Give back all of the data exactly, with every picture omitted.

• Data shown
- Opening Delimiter -
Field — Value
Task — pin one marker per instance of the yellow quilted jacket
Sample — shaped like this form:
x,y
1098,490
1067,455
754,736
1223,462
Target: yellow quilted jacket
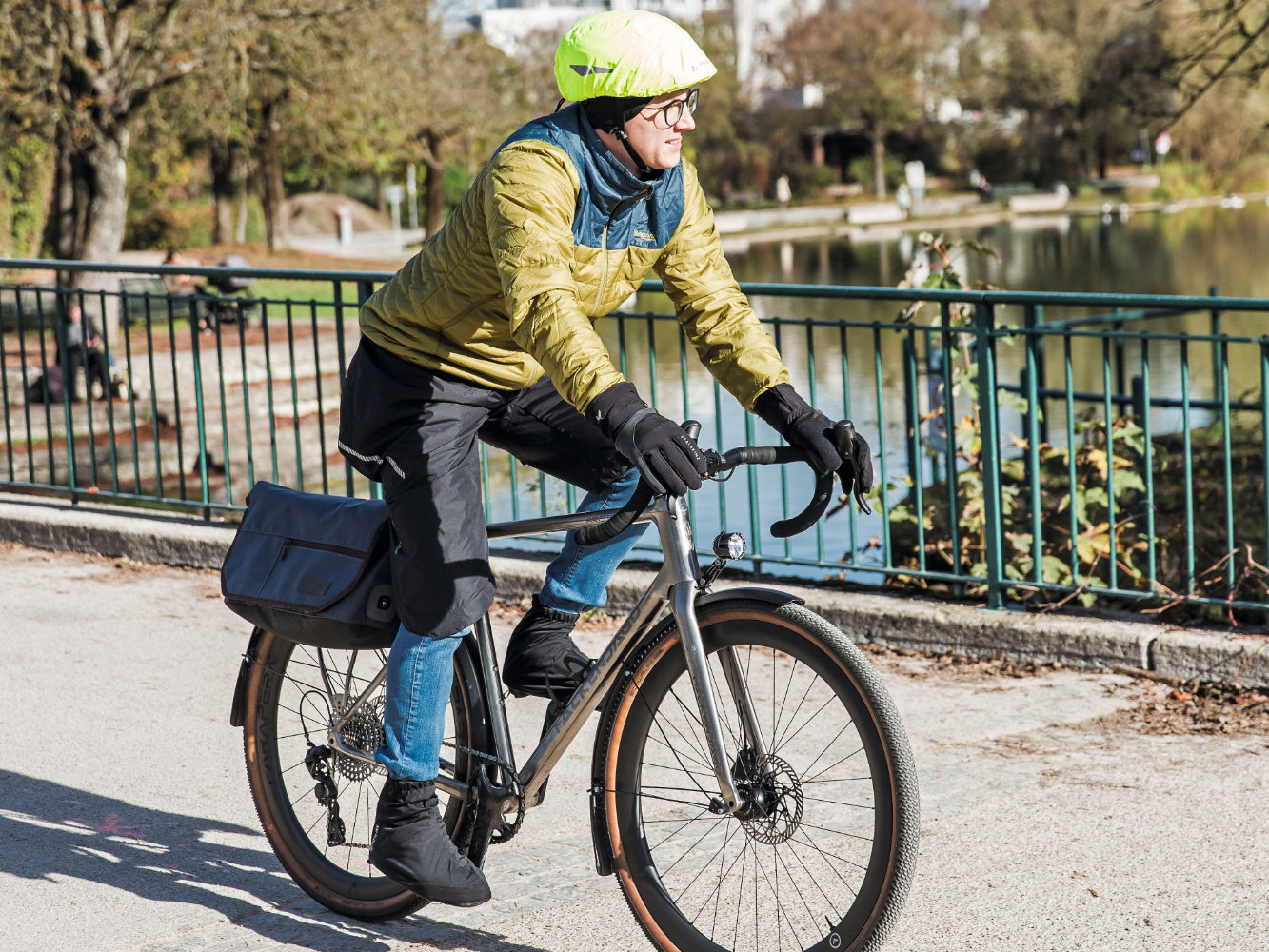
x,y
553,234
- Closing Delimiter -
• Task solution
Field — Value
Task — pin one marker per instance of the yellow quilted jacket
Sample — shaped like this form:
x,y
1098,490
1067,455
754,736
1223,462
Target: yellow quilted jacket
x,y
553,234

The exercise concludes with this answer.